#### Source text:
########
Press Image PC Caleb Thomas (via Primetweets)

In 2017, the Guyanese singer-songwriter Juke Ross moved to Atlanta, hoping to build on the modest success of his single “Colour Me,” a wounded cry bottled into a delicate ballad.

The three-month stint was disorienting. “I am from Georgetown, the capital city of Guyana,” Ross says. “It’s very simple, very calm, very quiet.” While Atlanta taught Ross about the wonders of Young Thug, “I really didn’t know how to operate,” he continues. “I struggled, missed my family and friends.” 

That dislocation is the subject of Ross’ new single, “Atlanta,” out Friday. The singer delivers straightforward lines about alienation (“the city’s bigger than I’m used to, really makes me miss you”), overload (“promised we’d talk every day, but we don’t ’cause I’m out all night long”), and temptation (“almost sold my guitar for a dance at Magic City”). There is a smidge of Paul Simon in Ross’ lilt, and in the almost New Orleans-parade turn on the drums that precedes the track’s final hook.
########
#### Available data:
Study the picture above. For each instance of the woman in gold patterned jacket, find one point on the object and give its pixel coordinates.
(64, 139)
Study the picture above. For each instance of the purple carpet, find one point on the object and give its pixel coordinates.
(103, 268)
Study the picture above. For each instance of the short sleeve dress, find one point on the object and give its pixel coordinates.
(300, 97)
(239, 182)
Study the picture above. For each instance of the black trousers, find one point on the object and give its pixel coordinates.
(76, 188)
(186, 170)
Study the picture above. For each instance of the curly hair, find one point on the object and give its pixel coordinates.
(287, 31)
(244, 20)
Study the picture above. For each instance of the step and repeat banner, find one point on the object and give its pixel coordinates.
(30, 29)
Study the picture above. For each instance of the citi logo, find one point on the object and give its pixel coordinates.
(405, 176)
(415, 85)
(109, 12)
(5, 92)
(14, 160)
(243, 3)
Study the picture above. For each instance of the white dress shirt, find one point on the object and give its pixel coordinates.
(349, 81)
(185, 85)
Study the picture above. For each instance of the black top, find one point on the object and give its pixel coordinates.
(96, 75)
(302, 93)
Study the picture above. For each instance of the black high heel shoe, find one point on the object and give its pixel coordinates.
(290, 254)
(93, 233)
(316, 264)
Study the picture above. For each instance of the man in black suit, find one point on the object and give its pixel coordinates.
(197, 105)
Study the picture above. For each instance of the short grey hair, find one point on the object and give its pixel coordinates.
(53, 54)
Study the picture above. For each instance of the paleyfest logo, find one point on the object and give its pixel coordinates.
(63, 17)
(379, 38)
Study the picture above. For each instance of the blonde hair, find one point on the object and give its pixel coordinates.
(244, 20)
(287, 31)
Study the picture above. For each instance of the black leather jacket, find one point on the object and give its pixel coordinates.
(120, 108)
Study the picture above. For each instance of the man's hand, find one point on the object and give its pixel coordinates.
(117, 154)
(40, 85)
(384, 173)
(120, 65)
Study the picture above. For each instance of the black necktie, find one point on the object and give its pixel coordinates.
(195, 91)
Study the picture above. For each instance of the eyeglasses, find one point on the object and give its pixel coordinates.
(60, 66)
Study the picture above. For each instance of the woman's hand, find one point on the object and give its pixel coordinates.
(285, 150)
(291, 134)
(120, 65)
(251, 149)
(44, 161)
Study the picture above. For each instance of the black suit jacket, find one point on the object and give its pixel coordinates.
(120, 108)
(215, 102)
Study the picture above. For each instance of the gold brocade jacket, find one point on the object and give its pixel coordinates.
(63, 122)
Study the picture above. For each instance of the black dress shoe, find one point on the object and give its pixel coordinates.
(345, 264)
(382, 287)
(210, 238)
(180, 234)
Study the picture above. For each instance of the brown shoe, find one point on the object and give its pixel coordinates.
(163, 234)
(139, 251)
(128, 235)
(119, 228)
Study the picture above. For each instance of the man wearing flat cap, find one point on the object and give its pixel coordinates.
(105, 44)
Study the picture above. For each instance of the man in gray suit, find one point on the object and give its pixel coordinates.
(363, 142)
########
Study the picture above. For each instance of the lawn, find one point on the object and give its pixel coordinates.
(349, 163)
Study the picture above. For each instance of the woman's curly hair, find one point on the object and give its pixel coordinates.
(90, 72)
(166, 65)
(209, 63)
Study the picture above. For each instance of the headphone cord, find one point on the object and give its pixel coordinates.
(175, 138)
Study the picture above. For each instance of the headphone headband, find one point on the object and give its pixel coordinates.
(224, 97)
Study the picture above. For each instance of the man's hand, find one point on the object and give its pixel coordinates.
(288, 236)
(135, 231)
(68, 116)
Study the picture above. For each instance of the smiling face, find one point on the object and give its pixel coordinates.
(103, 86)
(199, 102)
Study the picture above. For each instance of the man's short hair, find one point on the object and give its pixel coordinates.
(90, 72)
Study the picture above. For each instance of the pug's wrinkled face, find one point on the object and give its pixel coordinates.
########
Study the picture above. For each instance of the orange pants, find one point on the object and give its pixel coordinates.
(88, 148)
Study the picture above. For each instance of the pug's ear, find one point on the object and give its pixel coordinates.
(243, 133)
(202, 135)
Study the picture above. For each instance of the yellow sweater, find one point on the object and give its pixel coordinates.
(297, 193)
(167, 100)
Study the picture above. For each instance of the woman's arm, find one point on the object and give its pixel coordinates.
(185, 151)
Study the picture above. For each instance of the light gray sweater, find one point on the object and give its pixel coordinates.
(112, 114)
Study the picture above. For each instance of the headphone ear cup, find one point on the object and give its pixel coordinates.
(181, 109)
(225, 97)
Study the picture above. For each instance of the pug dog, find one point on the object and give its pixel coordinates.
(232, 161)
########
#### Required actions:
a - Reproduce the part of the Juke Ross article that starts with "Press Image PC" and goes on through "a delicate ballad.".
b - Pick up the Juke Ross article after its final sentence and keep writing it.

#### Responses for each task:
a -
Press Image PC Caleb Thomas (via Primetweets)

In 2017, the Guyanese singer-songwriter Juke Ross moved to Atlanta, hoping to build on the modest success of his single “Colour Me,” a wounded cry bottled into a delicate ballad.

b -
Now Ross is living in New York — marooned, for the time being, by the spread of Covid-19. “Being alone here, I thought it would have been better if I was home in Guyana,” Ross says. But he wasn’t able to get on a flight before travel was largely shut down. 

As a teen back home, Ross planned to follow his mother, a nurse, into medicine. He played cricket and enjoyed listening to Otis Redding and Bob Marley on the radio. He didn’t own a guitar, and certainly didn’t know how to play one. 

But when Ross entered medical school and started studying to become an ear, nose, and throat specialist, he simultaneously left cricket behind and upgraded his internet. “I had a lot of time on my hands,” Ross explains. “I found myself listening to more and more music.” 

He saved up half the money required for a guitar; his mother furnished him with the other half. He started teaching himself with YouTube videos. “With time, I came to love [music] more than med school,” Ross says. “Then you’re at a crossroads.”

The singer-songwriter calls leaving medicine a “particularly difficult” decision. “I’m two years into medical school; everyone is calling me doctor at this point,” Ross recalls. “My neighborhood has seen my dedication to this for so long, now I up and say I want to do something different. My family was very much less than thrilled. People try to make their parents proud, and usually that’s by obeying their wishes.”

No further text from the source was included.